■ WHAT YOU ARE ASKED TO DO
Please format the entries from the line with "pole for player-tracking calibration." to the line with "[452,110,476,120]", both included, as a two-column CSV headed text and answer, with one row per entry, every field in quotation marks, and line breaks inside a field turned into spaces. Leave the pictures out.
------------------------------------
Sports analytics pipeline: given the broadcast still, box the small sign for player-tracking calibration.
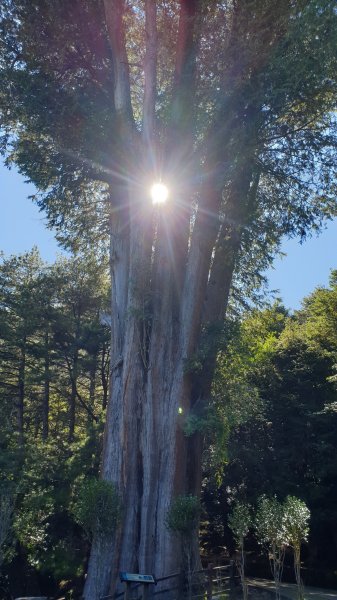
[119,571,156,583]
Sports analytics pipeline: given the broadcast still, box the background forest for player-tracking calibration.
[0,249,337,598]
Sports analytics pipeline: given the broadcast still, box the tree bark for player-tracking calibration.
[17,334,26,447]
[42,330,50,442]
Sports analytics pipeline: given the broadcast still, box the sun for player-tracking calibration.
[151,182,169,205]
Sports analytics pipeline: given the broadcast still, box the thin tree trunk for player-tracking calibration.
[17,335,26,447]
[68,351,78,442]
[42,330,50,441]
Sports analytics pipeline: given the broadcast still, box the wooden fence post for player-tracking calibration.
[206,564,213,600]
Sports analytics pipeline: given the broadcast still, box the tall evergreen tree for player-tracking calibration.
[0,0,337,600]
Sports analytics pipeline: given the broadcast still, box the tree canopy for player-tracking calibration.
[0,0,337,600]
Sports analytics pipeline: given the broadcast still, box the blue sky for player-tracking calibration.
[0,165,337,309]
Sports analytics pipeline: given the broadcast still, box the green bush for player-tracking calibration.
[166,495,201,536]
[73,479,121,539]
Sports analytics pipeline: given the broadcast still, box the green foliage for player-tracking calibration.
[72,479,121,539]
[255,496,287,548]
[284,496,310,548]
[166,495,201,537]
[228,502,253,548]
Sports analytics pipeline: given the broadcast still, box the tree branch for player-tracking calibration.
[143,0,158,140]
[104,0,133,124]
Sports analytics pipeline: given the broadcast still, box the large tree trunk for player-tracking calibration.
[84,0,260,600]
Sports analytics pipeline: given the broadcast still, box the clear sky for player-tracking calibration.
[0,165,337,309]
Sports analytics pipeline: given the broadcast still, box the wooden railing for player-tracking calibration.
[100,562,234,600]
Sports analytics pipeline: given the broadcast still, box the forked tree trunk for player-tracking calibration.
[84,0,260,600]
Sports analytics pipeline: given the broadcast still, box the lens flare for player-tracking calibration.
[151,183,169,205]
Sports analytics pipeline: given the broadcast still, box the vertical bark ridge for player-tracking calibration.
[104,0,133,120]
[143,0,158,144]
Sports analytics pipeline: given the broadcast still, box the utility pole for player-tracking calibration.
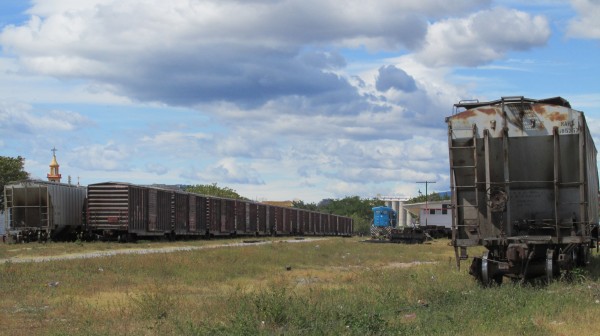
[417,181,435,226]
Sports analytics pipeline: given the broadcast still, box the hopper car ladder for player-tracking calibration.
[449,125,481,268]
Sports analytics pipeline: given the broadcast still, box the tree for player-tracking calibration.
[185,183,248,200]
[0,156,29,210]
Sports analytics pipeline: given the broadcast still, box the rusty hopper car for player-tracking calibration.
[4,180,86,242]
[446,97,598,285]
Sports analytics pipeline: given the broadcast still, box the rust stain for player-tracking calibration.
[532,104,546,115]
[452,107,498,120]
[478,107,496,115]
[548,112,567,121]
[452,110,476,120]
------------------------------------
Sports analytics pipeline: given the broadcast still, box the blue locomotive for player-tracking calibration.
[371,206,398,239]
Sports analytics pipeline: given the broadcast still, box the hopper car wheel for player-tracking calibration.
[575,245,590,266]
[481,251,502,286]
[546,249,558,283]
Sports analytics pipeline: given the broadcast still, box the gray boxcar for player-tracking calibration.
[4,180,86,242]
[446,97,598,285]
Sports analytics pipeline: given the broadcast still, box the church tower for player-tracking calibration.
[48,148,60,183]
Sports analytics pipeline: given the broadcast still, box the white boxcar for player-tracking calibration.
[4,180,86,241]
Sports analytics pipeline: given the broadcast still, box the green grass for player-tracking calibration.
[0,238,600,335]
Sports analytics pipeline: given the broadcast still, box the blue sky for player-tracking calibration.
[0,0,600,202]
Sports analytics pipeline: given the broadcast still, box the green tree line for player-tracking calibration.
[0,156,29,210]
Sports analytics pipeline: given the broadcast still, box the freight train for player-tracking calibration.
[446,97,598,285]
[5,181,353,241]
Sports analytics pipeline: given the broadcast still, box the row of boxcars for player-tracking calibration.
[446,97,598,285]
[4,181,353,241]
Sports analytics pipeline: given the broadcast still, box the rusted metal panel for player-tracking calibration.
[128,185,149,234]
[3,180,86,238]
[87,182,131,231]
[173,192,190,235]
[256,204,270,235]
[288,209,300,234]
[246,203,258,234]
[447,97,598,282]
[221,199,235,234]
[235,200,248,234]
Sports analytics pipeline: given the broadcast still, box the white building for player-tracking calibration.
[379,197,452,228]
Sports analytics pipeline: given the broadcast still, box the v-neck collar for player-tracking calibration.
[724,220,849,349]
------------------------------------
■ SOLUTION
text,answer
"Sports analytics pipeline: given the broadcast still, box the utility pole for player-tracking calibration.","[417,181,435,226]"
"Sports analytics pipeline: given the broadcast still, box the hopper car ladder for player-tracking calibration.","[449,125,481,268]"
"Sports analytics pipeline: given the broadcast still, box the tree for player-tracking calibration.","[185,183,248,200] [0,156,29,210]"
"Sports analytics pipeline: given the broadcast still, box the rusty hopper car for player-tracking calibration.","[4,180,86,242] [446,97,598,285]"
"Sports analytics pipeline: given the broadcast still, box the rust stain for player-tracking calibration.","[532,104,546,115] [452,107,498,120] [478,107,496,115] [548,112,567,121] [452,110,476,120]"